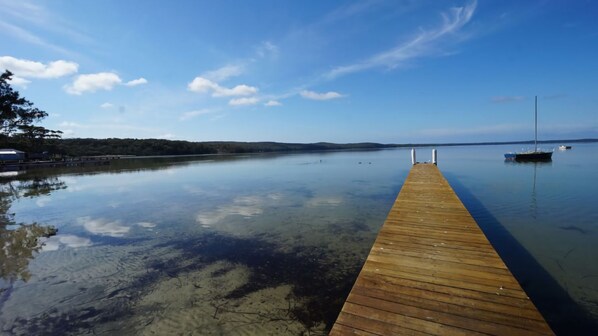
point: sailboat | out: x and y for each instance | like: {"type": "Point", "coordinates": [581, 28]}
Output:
{"type": "Point", "coordinates": [531, 155]}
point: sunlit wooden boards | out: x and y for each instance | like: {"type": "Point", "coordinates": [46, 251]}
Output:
{"type": "Point", "coordinates": [432, 271]}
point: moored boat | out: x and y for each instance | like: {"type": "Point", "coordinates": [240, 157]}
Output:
{"type": "Point", "coordinates": [531, 155]}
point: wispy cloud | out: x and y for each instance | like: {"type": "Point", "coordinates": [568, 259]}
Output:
{"type": "Point", "coordinates": [23, 13]}
{"type": "Point", "coordinates": [204, 85]}
{"type": "Point", "coordinates": [243, 101]}
{"type": "Point", "coordinates": [556, 96]}
{"type": "Point", "coordinates": [320, 96]}
{"type": "Point", "coordinates": [25, 35]}
{"type": "Point", "coordinates": [425, 43]}
{"type": "Point", "coordinates": [506, 99]}
{"type": "Point", "coordinates": [135, 82]}
{"type": "Point", "coordinates": [18, 81]}
{"type": "Point", "coordinates": [104, 227]}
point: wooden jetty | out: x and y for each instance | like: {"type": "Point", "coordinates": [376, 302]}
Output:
{"type": "Point", "coordinates": [432, 271]}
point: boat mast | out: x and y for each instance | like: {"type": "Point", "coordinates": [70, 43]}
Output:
{"type": "Point", "coordinates": [536, 126]}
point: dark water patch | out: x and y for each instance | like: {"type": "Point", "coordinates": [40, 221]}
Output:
{"type": "Point", "coordinates": [318, 288]}
{"type": "Point", "coordinates": [119, 241]}
{"type": "Point", "coordinates": [574, 229]}
{"type": "Point", "coordinates": [351, 227]}
{"type": "Point", "coordinates": [563, 314]}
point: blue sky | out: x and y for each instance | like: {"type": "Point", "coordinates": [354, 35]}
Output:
{"type": "Point", "coordinates": [306, 71]}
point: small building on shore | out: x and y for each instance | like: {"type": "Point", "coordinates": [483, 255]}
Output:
{"type": "Point", "coordinates": [12, 155]}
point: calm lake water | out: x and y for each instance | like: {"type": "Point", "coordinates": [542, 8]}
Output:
{"type": "Point", "coordinates": [271, 244]}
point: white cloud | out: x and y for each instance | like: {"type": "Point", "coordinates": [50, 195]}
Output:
{"type": "Point", "coordinates": [135, 82]}
{"type": "Point", "coordinates": [146, 225]}
{"type": "Point", "coordinates": [507, 99]}
{"type": "Point", "coordinates": [425, 43]}
{"type": "Point", "coordinates": [107, 105]}
{"type": "Point", "coordinates": [245, 206]}
{"type": "Point", "coordinates": [93, 82]}
{"type": "Point", "coordinates": [273, 103]}
{"type": "Point", "coordinates": [320, 96]}
{"type": "Point", "coordinates": [31, 69]}
{"type": "Point", "coordinates": [204, 85]}
{"type": "Point", "coordinates": [243, 101]}
{"type": "Point", "coordinates": [224, 73]}
{"type": "Point", "coordinates": [18, 81]}
{"type": "Point", "coordinates": [193, 114]}
{"type": "Point", "coordinates": [166, 136]}
{"type": "Point", "coordinates": [103, 227]}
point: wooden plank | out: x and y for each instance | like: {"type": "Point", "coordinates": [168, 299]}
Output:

| WHAT YOU HAVE TO DO |
Please arrange the lines of the rows as a numbered list, starting with the line that contains "point: white cloud" and going on through the last line of the rows, and leave out any blank lines.

| RESULT |
1. point: white cloud | out: x and y for each instance | like: {"type": "Point", "coordinates": [50, 195]}
2. Output:
3. {"type": "Point", "coordinates": [135, 82]}
4. {"type": "Point", "coordinates": [146, 225]}
5. {"type": "Point", "coordinates": [507, 99]}
6. {"type": "Point", "coordinates": [425, 43]}
7. {"type": "Point", "coordinates": [107, 105]}
8. {"type": "Point", "coordinates": [245, 206]}
9. {"type": "Point", "coordinates": [93, 82]}
10. {"type": "Point", "coordinates": [273, 103]}
11. {"type": "Point", "coordinates": [320, 96]}
12. {"type": "Point", "coordinates": [31, 69]}
13. {"type": "Point", "coordinates": [204, 85]}
14. {"type": "Point", "coordinates": [243, 101]}
15. {"type": "Point", "coordinates": [224, 73]}
16. {"type": "Point", "coordinates": [18, 81]}
17. {"type": "Point", "coordinates": [193, 114]}
18. {"type": "Point", "coordinates": [166, 136]}
19. {"type": "Point", "coordinates": [103, 227]}
20. point: wooden plank | out: x and y for each instance | like: {"type": "Point", "coordinates": [168, 299]}
21. Output:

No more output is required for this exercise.